> Raw data:
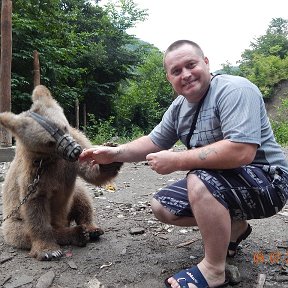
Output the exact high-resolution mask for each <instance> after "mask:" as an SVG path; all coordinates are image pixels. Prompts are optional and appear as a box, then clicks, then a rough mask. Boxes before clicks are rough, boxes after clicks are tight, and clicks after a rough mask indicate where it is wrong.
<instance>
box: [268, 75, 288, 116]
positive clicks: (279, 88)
mask: <svg viewBox="0 0 288 288" xmlns="http://www.w3.org/2000/svg"><path fill="white" fill-rule="evenodd" d="M283 99H288V80H284V81H282V82H280V83H279V84H278V86H277V87H276V89H275V92H274V95H273V97H272V98H271V100H269V101H267V102H266V103H265V104H266V109H267V112H268V115H269V117H270V118H271V119H273V120H277V119H280V118H281V119H286V120H287V121H288V113H287V110H286V109H285V110H284V109H282V111H281V109H279V108H280V107H281V104H282V100H283Z"/></svg>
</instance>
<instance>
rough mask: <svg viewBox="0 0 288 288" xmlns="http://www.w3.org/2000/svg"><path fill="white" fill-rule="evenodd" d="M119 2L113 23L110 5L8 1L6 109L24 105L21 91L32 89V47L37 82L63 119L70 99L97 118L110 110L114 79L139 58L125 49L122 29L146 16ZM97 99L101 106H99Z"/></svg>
mask: <svg viewBox="0 0 288 288" xmlns="http://www.w3.org/2000/svg"><path fill="white" fill-rule="evenodd" d="M94 2H96V3H97V2H98V1H94ZM119 3H120V4H119V5H118V6H117V11H118V16H117V17H118V18H117V21H116V20H115V19H114V18H113V17H112V16H111V8H109V9H108V8H106V10H105V8H102V7H101V6H99V5H95V4H93V3H92V1H87V0H45V1H39V0H31V1H26V0H15V1H13V19H12V22H13V61H12V74H13V79H12V95H13V96H12V97H13V106H12V110H14V111H15V112H16V111H17V112H20V111H23V110H26V109H27V108H28V106H27V105H28V102H27V101H22V100H23V99H24V97H23V96H21V94H25V95H26V94H31V91H32V89H33V51H34V50H37V51H38V52H39V56H40V65H41V84H44V85H46V86H48V87H49V88H50V90H51V91H52V93H53V95H54V96H55V97H56V99H57V100H58V101H59V102H60V104H61V105H62V106H63V107H64V110H65V112H66V114H67V116H68V118H69V119H71V118H73V114H74V109H73V107H74V102H75V100H76V99H78V100H79V101H80V104H81V103H84V102H85V103H86V107H87V112H88V113H94V114H95V115H96V116H97V117H99V118H100V117H101V118H102V117H104V118H108V117H109V115H111V114H113V113H114V97H115V95H116V91H117V89H118V85H119V82H120V81H121V80H122V79H125V78H127V77H129V76H130V74H131V71H132V69H133V67H134V66H135V65H137V64H138V63H139V61H140V59H141V54H140V53H139V51H138V50H137V49H134V50H131V47H129V45H131V44H134V43H135V39H134V37H132V36H130V35H128V34H127V33H126V32H125V29H126V28H129V27H133V25H134V24H135V22H137V21H142V20H143V19H144V18H145V15H146V14H145V12H144V11H142V10H140V9H137V7H136V6H135V5H133V2H132V1H119ZM117 23H122V24H121V25H118V24H117ZM123 23H126V24H125V25H124V24H123ZM116 43H117V45H115V44H116ZM100 97H101V99H103V100H102V101H101V102H102V103H103V104H104V105H105V106H102V107H100V108H99V105H98V104H99V103H98V100H99V98H100ZM95 98H97V99H96V100H97V101H95ZM103 107H105V109H103ZM103 110H105V113H102V114H101V115H98V113H99V111H101V112H102V111H103Z"/></svg>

> What the task requires: Write out all of the material above word for word, leaving out the pictures.

> Result:
Output the exact high-resolution mask for each <instance> after "mask:" as an SVG path; all coordinates are image pixels. Prompts are optional and appear as a box, then clicks, then a rough mask. Boxes before clicks are rough, boxes after clicks are tight, and clicks after a rough mask indicate where it is wrong.
<instance>
box: [268, 75, 288, 116]
positive clicks: (279, 88)
mask: <svg viewBox="0 0 288 288" xmlns="http://www.w3.org/2000/svg"><path fill="white" fill-rule="evenodd" d="M283 99H288V80H284V81H282V82H280V83H279V84H278V86H277V87H276V89H275V92H274V95H273V97H272V98H271V100H269V101H267V102H266V103H265V104H266V109H267V112H268V115H269V117H270V118H271V119H273V120H277V119H280V118H281V119H286V120H287V121H288V113H287V110H286V109H285V110H284V109H282V111H281V109H279V108H280V107H281V104H282V100H283Z"/></svg>
</instance>
<instance>
rough mask: <svg viewBox="0 0 288 288" xmlns="http://www.w3.org/2000/svg"><path fill="white" fill-rule="evenodd" d="M119 2L113 23L110 5L8 1L6 109L24 105L21 91L32 89V47L37 82L63 119L70 99L97 118L110 110L114 79L139 58L125 49L122 29L146 16ZM97 99L101 106H99Z"/></svg>
mask: <svg viewBox="0 0 288 288" xmlns="http://www.w3.org/2000/svg"><path fill="white" fill-rule="evenodd" d="M94 2H96V3H97V2H98V1H94ZM119 3H120V4H119V5H118V6H117V11H118V16H117V17H118V18H117V21H116V20H115V19H114V18H113V17H112V16H111V8H109V9H108V8H106V10H105V8H102V7H101V6H99V5H95V4H93V3H92V1H87V0H45V1H39V0H31V1H26V0H15V1H13V19H12V22H13V61H12V74H13V79H12V95H13V96H12V97H13V106H12V110H14V111H15V112H16V111H17V112H20V111H23V110H26V109H27V108H28V106H27V105H28V102H27V101H22V100H23V99H24V97H23V96H21V94H25V95H26V94H31V91H32V89H33V51H34V50H37V51H38V52H39V56H40V65H41V84H44V85H46V86H48V87H49V88H50V90H51V91H52V93H53V95H54V96H55V97H56V99H57V100H58V101H59V102H60V104H61V105H62V106H63V107H64V110H65V112H66V114H67V116H68V118H69V119H71V118H73V114H74V109H73V107H74V102H75V100H76V99H78V100H79V101H80V104H81V103H84V102H85V103H86V107H87V112H88V113H94V114H95V115H96V116H97V117H99V118H100V117H101V118H102V117H104V118H108V117H109V115H111V114H113V113H114V97H115V95H116V91H117V89H118V85H119V82H120V81H121V80H122V79H125V78H127V77H129V76H130V74H131V71H132V69H133V67H134V66H135V65H137V64H138V63H139V61H140V59H141V54H140V53H139V51H138V50H137V49H134V50H131V47H129V45H131V44H134V43H135V39H134V37H132V36H130V35H128V34H127V33H126V32H125V29H126V28H129V27H133V25H134V24H135V22H137V21H142V20H143V19H144V18H145V15H146V14H145V12H144V11H142V10H140V9H137V7H136V6H135V5H133V2H132V1H119ZM117 23H122V24H121V25H118V24H117ZM123 23H126V24H125V25H124V24H123ZM116 43H117V45H115V44H116ZM100 97H101V99H103V100H102V101H101V102H102V103H103V104H104V105H105V106H102V107H100V108H99V105H98V104H99V103H98V100H99V98H100ZM95 98H97V99H96V100H97V101H95ZM103 107H105V109H103ZM103 110H105V113H102V114H101V115H98V113H99V111H101V112H102V111H103Z"/></svg>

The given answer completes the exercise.